** Request **
Return the data below line for line, with no changes.

==== Supplied data ====

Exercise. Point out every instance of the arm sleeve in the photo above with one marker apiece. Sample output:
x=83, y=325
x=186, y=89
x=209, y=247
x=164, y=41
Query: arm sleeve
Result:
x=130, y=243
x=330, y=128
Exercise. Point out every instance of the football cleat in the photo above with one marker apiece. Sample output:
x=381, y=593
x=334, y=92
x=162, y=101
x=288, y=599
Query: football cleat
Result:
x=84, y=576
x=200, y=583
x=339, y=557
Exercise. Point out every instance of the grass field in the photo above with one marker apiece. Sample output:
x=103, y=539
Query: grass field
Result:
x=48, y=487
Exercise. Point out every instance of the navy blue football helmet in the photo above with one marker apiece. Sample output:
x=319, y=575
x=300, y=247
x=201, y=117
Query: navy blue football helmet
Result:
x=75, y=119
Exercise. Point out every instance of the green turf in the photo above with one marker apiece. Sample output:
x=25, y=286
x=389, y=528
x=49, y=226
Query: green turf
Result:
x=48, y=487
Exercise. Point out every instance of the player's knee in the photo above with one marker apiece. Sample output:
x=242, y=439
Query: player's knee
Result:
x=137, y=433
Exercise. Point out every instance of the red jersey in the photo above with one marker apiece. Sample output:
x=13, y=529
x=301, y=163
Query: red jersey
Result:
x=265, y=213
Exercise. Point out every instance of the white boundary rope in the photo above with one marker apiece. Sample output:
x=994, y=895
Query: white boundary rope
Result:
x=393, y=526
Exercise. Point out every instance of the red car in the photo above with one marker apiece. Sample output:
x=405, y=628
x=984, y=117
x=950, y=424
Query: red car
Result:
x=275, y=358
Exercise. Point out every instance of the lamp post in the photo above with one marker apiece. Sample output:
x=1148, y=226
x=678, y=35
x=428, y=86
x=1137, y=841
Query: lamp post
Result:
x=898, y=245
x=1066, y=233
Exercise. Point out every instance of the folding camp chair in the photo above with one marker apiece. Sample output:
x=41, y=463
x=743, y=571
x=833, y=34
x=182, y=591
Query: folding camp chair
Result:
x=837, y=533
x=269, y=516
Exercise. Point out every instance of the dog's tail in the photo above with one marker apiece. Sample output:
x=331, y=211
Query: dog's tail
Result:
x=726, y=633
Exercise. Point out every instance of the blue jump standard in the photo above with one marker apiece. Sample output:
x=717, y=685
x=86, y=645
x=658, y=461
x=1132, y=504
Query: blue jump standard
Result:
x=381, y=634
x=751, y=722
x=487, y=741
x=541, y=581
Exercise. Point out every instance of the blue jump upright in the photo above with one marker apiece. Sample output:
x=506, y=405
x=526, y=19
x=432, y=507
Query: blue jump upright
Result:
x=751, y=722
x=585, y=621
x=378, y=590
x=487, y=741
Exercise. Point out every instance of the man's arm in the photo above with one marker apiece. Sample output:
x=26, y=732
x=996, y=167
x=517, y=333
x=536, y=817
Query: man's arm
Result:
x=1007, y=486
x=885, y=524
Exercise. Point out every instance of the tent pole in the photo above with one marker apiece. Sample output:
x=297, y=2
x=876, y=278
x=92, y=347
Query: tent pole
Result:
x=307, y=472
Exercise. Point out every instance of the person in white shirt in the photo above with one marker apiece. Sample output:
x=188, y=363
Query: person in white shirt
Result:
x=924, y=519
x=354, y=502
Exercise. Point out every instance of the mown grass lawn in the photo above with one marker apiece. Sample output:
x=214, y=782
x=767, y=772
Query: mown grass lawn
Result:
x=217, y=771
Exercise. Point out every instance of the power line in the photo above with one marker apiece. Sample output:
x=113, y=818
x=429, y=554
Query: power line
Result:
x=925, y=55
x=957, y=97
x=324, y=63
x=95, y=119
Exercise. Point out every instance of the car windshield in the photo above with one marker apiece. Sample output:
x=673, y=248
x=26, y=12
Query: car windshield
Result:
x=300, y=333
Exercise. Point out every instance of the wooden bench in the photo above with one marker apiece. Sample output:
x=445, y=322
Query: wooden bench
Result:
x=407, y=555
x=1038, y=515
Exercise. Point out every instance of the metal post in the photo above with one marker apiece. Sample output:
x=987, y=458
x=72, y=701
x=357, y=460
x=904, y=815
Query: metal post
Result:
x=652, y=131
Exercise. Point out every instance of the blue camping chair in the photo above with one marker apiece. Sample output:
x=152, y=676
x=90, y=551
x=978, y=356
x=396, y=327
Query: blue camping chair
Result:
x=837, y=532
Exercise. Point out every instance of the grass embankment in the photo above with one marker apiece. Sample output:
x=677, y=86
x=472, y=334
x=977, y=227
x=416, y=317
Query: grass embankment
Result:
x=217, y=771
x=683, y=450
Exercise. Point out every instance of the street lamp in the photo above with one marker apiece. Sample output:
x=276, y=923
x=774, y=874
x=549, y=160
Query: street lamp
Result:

====

** Output for this task **
Exercise. Point out every instance of the arm sleeve in the photo above with one marker apiece. Sample output:
x=83, y=325
x=186, y=89
x=209, y=247
x=164, y=41
Query: arm sleeve
Result:
x=130, y=243
x=330, y=128
Exercise. Point out every instance of the football cleat in the photo above with one marker apiece. Sample output:
x=381, y=593
x=334, y=92
x=162, y=101
x=288, y=599
Query: football cleat
Result:
x=84, y=576
x=200, y=583
x=339, y=557
Exercise. Point out every instance of the grass field in the photo above with one marker apiece. Sample output:
x=103, y=539
Query: grass field
Result:
x=48, y=487
Exercise. Point out every instance of the navy blue football helmet in the photo above with one marker apiece. Sample output:
x=319, y=575
x=300, y=247
x=201, y=117
Query: navy blue football helmet
Result:
x=75, y=119
Exercise. Point out every instance of the green turf in the photo above with one marker apiece. Sample output:
x=25, y=286
x=389, y=528
x=49, y=226
Query: green turf
Result:
x=48, y=487
Exercise. Point out every instance of the player's knee in the photo above with one marker apiece. Sample output:
x=242, y=439
Query: player's knee
Result:
x=137, y=433
Exercise. Point out every instance of the red jersey in the photo above with one marker apiece. Sample output:
x=13, y=529
x=301, y=163
Query: red jersey
Result:
x=265, y=213
Exercise. Point out every instance of the white boundary rope in the photo above with one marker apiece. Sample output:
x=994, y=895
Query: white boundary rope
Result:
x=393, y=526
Exercise. Point out every instance of the red car in the photo above with one marker apiece. Sample output:
x=405, y=628
x=984, y=117
x=950, y=424
Query: red car
Result:
x=275, y=358
Exercise. Point out every instance of the lamp post in the photo above with one marker apiece. Sample output:
x=1148, y=226
x=678, y=35
x=428, y=86
x=1137, y=841
Query: lamp post
Result:
x=898, y=245
x=1066, y=233
Exercise. Point out every instance of the folding camp chair in the photo above with one marker apiece. Sample output:
x=41, y=463
x=743, y=571
x=833, y=34
x=182, y=591
Query: folding camp chair
Result:
x=837, y=533
x=269, y=516
Exercise. Point out every instance of the dog's tail in the photo above with one marker apiece. Sample output:
x=331, y=211
Query: dog's tail
Result:
x=726, y=633
Exercise. Point out every instance of the blue jump standard in the photo above with one marker apiece. Sample output:
x=717, y=685
x=86, y=645
x=658, y=461
x=1132, y=504
Query: blue jump standard
Result:
x=381, y=634
x=751, y=722
x=487, y=741
x=541, y=581
Exercise. Point out every instance of the blue jump upright in the photo above with one marker apiece. Sample output:
x=506, y=405
x=526, y=19
x=432, y=507
Query: blue jump upright
Result:
x=751, y=722
x=585, y=621
x=378, y=590
x=487, y=741
Exercise. Point out every instance of the man's arm in the photo above with one marker apiece. Sample output:
x=26, y=732
x=996, y=167
x=517, y=333
x=536, y=817
Query: man's arm
Result:
x=1007, y=486
x=885, y=524
Exercise. Point out every instance of the tent pole in the photo above with one marker apiece. Sample output:
x=297, y=2
x=876, y=278
x=92, y=347
Query: tent pole
Result:
x=307, y=472
Exercise. Point out every instance of the person in white shirt in the photo above with one marker apiece. Sample output:
x=188, y=363
Query: person in white shirt
Result:
x=924, y=519
x=354, y=502
Exercise. Point out every instance of the mown grass lawn in the photo above with one marker apiece. Sample output:
x=214, y=782
x=767, y=772
Query: mown grass lawn
Result:
x=217, y=771
Exercise. Point out every instance of the power line in the photo above with one marker apiece. Sample output:
x=113, y=818
x=429, y=554
Query: power line
Result:
x=925, y=55
x=957, y=97
x=324, y=63
x=95, y=119
Exercise. Point out every instance of the car windshield in the photo above with one marker apiece. Sample output:
x=673, y=248
x=26, y=12
Query: car windshield
Result:
x=300, y=333
Exercise. Point out every instance of the wooden bench in the photo above with one marker apiece. Sample output:
x=445, y=322
Query: wooden bench
Result:
x=407, y=555
x=1038, y=515
Exercise. Point out every instance of the metal post in the photo above with one marker apiece. Sample output:
x=987, y=458
x=72, y=701
x=357, y=460
x=904, y=815
Query: metal post
Result:
x=652, y=131
Exercise. Point out every instance of the blue camping chair in the photo above with one marker apiece. Sample output:
x=152, y=676
x=90, y=551
x=978, y=356
x=396, y=327
Query: blue camping chair
Result:
x=837, y=532
Exercise. Point out every instance of the grass embankment in the photo above with one marker apiece. Sample output:
x=677, y=86
x=472, y=334
x=977, y=227
x=416, y=317
Query: grass embankment
Result:
x=217, y=771
x=683, y=450
Exercise. Point out every instance of the street lamp in the photo above with one marker apiece. Sample output:
x=276, y=923
x=774, y=874
x=549, y=160
Query: street lamp
Result:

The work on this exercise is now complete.